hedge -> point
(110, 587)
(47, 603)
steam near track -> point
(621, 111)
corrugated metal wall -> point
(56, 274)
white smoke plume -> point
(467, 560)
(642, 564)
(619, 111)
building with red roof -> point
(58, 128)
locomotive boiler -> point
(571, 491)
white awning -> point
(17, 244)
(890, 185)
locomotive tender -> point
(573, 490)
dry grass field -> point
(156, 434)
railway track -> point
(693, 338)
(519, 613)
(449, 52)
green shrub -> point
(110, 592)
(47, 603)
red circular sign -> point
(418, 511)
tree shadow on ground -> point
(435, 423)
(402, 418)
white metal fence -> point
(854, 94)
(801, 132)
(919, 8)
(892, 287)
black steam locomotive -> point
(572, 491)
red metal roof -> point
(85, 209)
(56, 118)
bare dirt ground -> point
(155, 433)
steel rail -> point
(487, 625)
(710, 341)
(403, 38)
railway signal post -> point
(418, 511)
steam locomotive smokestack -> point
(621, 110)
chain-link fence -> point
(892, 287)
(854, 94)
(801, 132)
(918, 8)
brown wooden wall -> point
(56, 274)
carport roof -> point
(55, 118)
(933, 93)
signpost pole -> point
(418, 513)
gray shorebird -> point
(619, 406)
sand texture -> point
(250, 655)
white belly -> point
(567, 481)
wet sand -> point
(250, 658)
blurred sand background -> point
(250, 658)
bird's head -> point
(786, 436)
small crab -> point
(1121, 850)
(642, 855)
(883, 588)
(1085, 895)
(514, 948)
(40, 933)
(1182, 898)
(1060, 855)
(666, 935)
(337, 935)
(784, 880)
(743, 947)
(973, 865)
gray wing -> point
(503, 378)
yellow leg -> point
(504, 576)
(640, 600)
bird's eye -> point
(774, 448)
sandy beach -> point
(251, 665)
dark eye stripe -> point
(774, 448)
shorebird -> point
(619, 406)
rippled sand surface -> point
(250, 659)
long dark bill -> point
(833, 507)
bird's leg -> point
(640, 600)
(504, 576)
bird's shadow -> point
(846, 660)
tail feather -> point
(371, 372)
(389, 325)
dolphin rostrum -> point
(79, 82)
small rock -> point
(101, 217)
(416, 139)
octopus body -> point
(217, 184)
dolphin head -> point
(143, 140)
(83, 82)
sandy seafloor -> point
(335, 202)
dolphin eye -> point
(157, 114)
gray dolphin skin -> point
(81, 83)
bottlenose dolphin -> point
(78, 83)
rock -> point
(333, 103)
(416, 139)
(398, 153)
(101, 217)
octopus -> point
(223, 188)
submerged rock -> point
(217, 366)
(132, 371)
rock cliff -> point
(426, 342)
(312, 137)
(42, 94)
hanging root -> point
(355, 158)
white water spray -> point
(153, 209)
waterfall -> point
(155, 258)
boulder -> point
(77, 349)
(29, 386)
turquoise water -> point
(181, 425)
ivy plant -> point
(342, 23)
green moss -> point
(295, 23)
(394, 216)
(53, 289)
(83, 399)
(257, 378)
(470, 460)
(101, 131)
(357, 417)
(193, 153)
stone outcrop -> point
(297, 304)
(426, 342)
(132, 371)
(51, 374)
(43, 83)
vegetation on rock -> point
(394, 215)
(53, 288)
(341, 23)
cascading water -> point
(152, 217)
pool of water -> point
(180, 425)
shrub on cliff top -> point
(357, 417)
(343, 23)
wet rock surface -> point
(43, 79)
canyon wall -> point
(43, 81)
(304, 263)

####################

> _REQUEST_
The entries above must be returned exactly.

> _ANSWER BELOW_
hedge -> point
(110, 587)
(47, 603)
steam near track -> point
(621, 111)
corrugated metal wall -> point
(56, 274)
white smoke plume -> point
(467, 560)
(642, 564)
(619, 111)
building with red roof -> point
(58, 128)
locomotive boiler -> point
(571, 491)
white awning -> point
(17, 244)
(890, 185)
locomotive tender -> point
(573, 490)
dry grass field -> point
(156, 434)
railway track -> point
(693, 338)
(519, 613)
(449, 52)
green shrub -> point
(110, 592)
(47, 603)
red circular sign -> point
(418, 511)
tree shadow on ground -> point
(435, 423)
(402, 418)
white metal fence -> point
(854, 94)
(801, 132)
(919, 8)
(892, 287)
black steam locomotive -> point
(572, 491)
red metal roof -> point
(85, 209)
(56, 118)
bare dirt ground -> point
(155, 433)
steel rail -> point
(487, 625)
(710, 341)
(403, 38)
railway signal post -> point
(418, 511)
steam locomotive smokestack -> point
(621, 110)
chain-link fence -> point
(892, 287)
(854, 94)
(801, 132)
(918, 8)
brown wooden wall -> point
(56, 274)
carport roof -> point
(55, 118)
(933, 93)
signpost pole -> point
(418, 513)
gray shorebird -> point
(619, 406)
sand texture -> point
(250, 655)
white belly -> point
(567, 481)
wet sand -> point
(250, 658)
blurred sand background -> point
(250, 658)
bird's head -> point
(786, 436)
small crab -> point
(1121, 850)
(642, 855)
(883, 588)
(1085, 895)
(514, 948)
(40, 933)
(1182, 898)
(1060, 855)
(666, 935)
(337, 935)
(784, 880)
(743, 947)
(973, 865)
gray wing -> point
(503, 378)
yellow leg -> point
(504, 576)
(640, 600)
bird's eye -> point
(774, 448)
sandy beach -> point
(251, 665)
dark eye stripe -> point
(774, 448)
shorebird -> point
(619, 406)
rippled sand surface -> point
(250, 659)
long dark bill -> point
(833, 507)
bird's leg -> point
(640, 600)
(504, 576)
bird's shadow -> point
(846, 660)
tail feather -> point
(371, 372)
(389, 325)
dolphin rostrum -> point
(79, 82)
small rock -> point
(101, 217)
(416, 139)
octopus body -> point
(217, 184)
dolphin head -> point
(143, 140)
(83, 82)
sandy seafloor -> point
(335, 202)
dolphin eye -> point
(157, 114)
gray dolphin skin -> point
(81, 83)
bottlenose dolphin -> point
(78, 83)
rock -> point
(333, 103)
(416, 139)
(398, 153)
(101, 217)
octopus -> point
(223, 188)
submerged rock -> point
(217, 366)
(132, 371)
rock cliff -> point
(426, 342)
(312, 137)
(42, 94)
hanging root -> point
(355, 158)
white water spray -> point
(153, 209)
waterfall -> point
(155, 258)
boulder -> point
(77, 349)
(29, 386)
turquoise water -> point
(181, 425)
ivy plant -> point
(342, 23)
green moss -> point
(295, 23)
(394, 216)
(53, 289)
(83, 399)
(257, 378)
(470, 460)
(101, 131)
(357, 417)
(193, 153)
stone outcrop -> point
(297, 304)
(426, 342)
(132, 371)
(51, 374)
(43, 83)
vegetation on rock -> point
(394, 215)
(53, 288)
(341, 23)
cascading water -> point
(152, 217)
pool of water -> point
(180, 425)
shrub on cliff top -> point
(357, 417)
(343, 23)
wet rock surface -> point
(43, 79)
canyon wall -> point
(43, 81)
(304, 263)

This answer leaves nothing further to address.